REQUIRED ACTION: Could you print the full listing below, keeping each line identical?

DATA SHOWN:
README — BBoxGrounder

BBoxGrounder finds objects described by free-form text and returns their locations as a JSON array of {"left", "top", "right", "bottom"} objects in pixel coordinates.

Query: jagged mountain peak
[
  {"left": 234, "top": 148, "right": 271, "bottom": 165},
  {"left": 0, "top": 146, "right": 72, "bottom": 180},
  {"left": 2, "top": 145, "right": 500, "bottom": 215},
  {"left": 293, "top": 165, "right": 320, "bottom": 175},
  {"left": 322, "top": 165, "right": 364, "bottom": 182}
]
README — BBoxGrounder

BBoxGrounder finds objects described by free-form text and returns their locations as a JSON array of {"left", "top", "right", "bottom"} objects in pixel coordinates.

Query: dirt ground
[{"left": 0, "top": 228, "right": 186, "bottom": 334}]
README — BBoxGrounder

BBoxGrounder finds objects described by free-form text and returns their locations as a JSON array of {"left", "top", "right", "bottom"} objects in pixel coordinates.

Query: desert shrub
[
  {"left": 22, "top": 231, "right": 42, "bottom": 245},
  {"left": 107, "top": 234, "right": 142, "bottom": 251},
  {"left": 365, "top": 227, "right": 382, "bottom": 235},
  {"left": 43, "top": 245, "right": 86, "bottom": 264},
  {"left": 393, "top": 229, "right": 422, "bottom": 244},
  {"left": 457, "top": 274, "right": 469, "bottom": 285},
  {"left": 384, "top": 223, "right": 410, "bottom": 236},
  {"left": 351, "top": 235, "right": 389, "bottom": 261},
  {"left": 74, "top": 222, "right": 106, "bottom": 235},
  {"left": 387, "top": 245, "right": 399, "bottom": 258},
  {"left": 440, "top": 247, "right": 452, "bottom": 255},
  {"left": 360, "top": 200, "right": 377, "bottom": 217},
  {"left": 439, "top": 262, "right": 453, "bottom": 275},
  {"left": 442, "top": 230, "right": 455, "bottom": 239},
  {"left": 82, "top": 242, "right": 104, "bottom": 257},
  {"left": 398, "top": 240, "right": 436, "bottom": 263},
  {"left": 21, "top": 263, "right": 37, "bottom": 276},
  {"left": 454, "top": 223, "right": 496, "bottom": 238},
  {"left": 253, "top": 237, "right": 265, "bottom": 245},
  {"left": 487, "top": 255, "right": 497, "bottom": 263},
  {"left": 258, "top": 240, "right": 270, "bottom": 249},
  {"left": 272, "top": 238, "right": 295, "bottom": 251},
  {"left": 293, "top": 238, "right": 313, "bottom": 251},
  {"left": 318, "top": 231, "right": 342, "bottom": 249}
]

SOLVED EXERCISE:
README — BBoxGrounder

BBoxGrounder finds objects described by free-form text and returns their locations as a JSON array of {"left", "top", "right", "bottom"} objects in pixel coordinates.

Query: jagged mountain peak
[
  {"left": 234, "top": 148, "right": 271, "bottom": 165},
  {"left": 0, "top": 146, "right": 72, "bottom": 180},
  {"left": 2, "top": 145, "right": 500, "bottom": 215},
  {"left": 293, "top": 165, "right": 320, "bottom": 175},
  {"left": 322, "top": 165, "right": 364, "bottom": 182}
]
README — BBoxGrounder

BBoxGrounder finds objects described by free-form text and returns their locations as a JSON array of {"left", "top", "right", "bottom"} objects in pixel coordinates.

Query: dirt ground
[{"left": 0, "top": 228, "right": 186, "bottom": 334}]
README — BBoxGrounder

BBoxGrounder finds objects described by free-form text and returns their locations as a JSON array of {"left", "top", "right", "bottom"} objects in pixel coordinates.

Query: desert shrub
[
  {"left": 22, "top": 231, "right": 42, "bottom": 245},
  {"left": 107, "top": 234, "right": 142, "bottom": 251},
  {"left": 365, "top": 227, "right": 382, "bottom": 235},
  {"left": 43, "top": 245, "right": 86, "bottom": 264},
  {"left": 393, "top": 229, "right": 422, "bottom": 244},
  {"left": 457, "top": 274, "right": 469, "bottom": 285},
  {"left": 384, "top": 223, "right": 410, "bottom": 236},
  {"left": 351, "top": 235, "right": 389, "bottom": 261},
  {"left": 74, "top": 222, "right": 106, "bottom": 235},
  {"left": 387, "top": 245, "right": 399, "bottom": 258},
  {"left": 440, "top": 247, "right": 452, "bottom": 255},
  {"left": 360, "top": 200, "right": 377, "bottom": 217},
  {"left": 439, "top": 262, "right": 453, "bottom": 275},
  {"left": 442, "top": 230, "right": 455, "bottom": 239},
  {"left": 82, "top": 242, "right": 104, "bottom": 257},
  {"left": 398, "top": 240, "right": 436, "bottom": 263},
  {"left": 21, "top": 263, "right": 37, "bottom": 276},
  {"left": 454, "top": 223, "right": 496, "bottom": 238},
  {"left": 253, "top": 237, "right": 265, "bottom": 245},
  {"left": 487, "top": 255, "right": 497, "bottom": 263},
  {"left": 258, "top": 240, "right": 270, "bottom": 249},
  {"left": 272, "top": 238, "right": 295, "bottom": 251},
  {"left": 293, "top": 238, "right": 313, "bottom": 251},
  {"left": 318, "top": 231, "right": 342, "bottom": 249}
]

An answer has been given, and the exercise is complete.